Interpretadas como outro constituinte fundamental de uma disciplina, tal como meios nos quais se situa o maior poder de controle por parte dos professores, as avaliações manifestam uma significativa variabilidade, pois são pensadas de maneira concomitante "(...) com um tipo determinado de compreensão da disciplina escolar: tem certas características se a disciplina escolar é entendida apenas como transmissora de conteúdos, e outras se a disciplina escolar é concebida como produtora de conhecimento" (Ibid, p. 44).

Contudo, não obstante esta sujeição dos métodos avaliativos em relação aos modos pelos quais as matérias são organizadas, certo é que, quase sempre, elas podem interferir de maneira significativa na manutenção ou mesmo nas mudanças que incidem sobre os dois principais elementos que compõem aquilo que Chervel (1990) considerara como o núcleo de uma disciplina: os conteúdos e métodos - estando tais componentes intrinsecamente articulados com o próprio conceito de aprendizagem.

Para mais, ressalta-se que este núcleo disciplinar legitima não apenas a construção, mas também as permanências das matérias escolares - que, apesar de estabelecerem determinados mecanismos de perpetuação, se valem, do mesmo modo, de outros meios que corroboram, no mais das vezes, a tal permanência: como, por exemplo, através dos livros didáticos. 

Os manuais escolares e a história das disciplinas escolares
        
Objetos de cultura complexos, pautados por uma série de interferências, os livros didáticos carregam consigo um conjunto de determinadas representações do mundo social. Depositários de uma significativa centralidade nas práticas pedagógicas; bem como importantes dispositivos de normalização da cultura, estas ferramentas de ensino são podem ser encarados como mercadorias de uma pujante indústria cultural, direcionada a atender um nicho específico do mercado - mais precisamente, do mercado escolar.

▶ [O exercício]: Transcreva literalmente a parte do trecho sobre as disciplinas escolares que começa em "Contudo, não obstante" e termina em "dos livros didáticos.".

Registros de anotação de coordenadas:
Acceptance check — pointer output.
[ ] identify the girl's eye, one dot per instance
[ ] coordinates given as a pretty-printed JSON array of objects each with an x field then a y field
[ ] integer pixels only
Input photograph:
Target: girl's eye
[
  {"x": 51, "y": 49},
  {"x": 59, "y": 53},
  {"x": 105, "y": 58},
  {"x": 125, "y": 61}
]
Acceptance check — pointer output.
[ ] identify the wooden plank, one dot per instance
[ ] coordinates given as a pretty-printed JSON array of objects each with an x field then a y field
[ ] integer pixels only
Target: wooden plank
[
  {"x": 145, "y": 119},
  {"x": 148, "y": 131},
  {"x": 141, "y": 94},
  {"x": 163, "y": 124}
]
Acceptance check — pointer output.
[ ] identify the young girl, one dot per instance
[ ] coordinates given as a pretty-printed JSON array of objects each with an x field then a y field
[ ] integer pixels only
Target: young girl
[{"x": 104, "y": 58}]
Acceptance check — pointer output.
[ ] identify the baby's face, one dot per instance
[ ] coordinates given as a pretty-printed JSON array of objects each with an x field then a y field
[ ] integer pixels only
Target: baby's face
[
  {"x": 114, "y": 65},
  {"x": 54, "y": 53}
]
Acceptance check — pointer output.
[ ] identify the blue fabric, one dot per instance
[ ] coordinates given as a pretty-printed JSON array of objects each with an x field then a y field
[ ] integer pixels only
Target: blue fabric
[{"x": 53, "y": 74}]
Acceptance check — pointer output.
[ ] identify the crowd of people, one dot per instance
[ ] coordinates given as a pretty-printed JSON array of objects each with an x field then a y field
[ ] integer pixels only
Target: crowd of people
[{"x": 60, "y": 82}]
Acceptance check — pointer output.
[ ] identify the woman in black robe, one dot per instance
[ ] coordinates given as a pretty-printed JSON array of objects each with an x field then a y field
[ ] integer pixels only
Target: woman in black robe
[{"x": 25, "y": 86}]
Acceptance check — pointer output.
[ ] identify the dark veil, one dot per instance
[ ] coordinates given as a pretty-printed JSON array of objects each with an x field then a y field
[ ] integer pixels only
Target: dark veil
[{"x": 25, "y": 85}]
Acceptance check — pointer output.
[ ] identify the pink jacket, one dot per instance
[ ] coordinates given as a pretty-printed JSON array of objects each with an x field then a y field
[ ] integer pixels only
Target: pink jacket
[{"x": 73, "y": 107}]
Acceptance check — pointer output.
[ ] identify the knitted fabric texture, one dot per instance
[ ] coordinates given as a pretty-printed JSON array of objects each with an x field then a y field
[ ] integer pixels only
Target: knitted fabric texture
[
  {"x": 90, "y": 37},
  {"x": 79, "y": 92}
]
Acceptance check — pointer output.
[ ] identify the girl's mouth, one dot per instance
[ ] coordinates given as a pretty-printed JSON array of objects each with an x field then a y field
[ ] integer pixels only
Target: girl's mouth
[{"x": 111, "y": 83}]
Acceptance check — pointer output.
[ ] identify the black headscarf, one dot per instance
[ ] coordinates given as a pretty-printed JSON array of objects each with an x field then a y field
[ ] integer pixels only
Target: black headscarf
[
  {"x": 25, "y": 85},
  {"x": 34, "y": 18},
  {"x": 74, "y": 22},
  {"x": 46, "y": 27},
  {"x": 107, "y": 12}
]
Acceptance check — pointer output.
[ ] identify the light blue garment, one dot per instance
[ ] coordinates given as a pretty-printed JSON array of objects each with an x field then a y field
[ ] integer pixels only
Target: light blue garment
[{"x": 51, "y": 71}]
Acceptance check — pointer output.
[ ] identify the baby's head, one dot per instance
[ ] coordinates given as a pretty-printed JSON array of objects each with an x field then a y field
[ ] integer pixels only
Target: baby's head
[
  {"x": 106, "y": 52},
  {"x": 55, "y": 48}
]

▶ [Resposta esperada]:
Contudo, não obstante esta sujeição dos métodos avaliativos em relação aos modos pelos quais as matérias são organizadas, certo é que, quase sempre, elas podem interferir de maneira significativa na manutenção ou mesmo nas mudanças que incidem sobre os dois principais elementos que compõem aquilo que Chervel (1990) considerara como o núcleo de uma disciplina: os conteúdos e métodos - estando tais componentes intrinsecamente articulados com o próprio conceito de aprendizagem.

Para mais, ressalta-se que este núcleo disciplinar legitima não apenas a construção, mas também as permanências das matérias escolares - que, apesar de estabelecerem determinados mecanismos de perpetuação, se valem, do mesmo modo, de outros meios que corroboram, no mais das vezes, a tal permanência: como, por exemplo, através dos livros didáticos.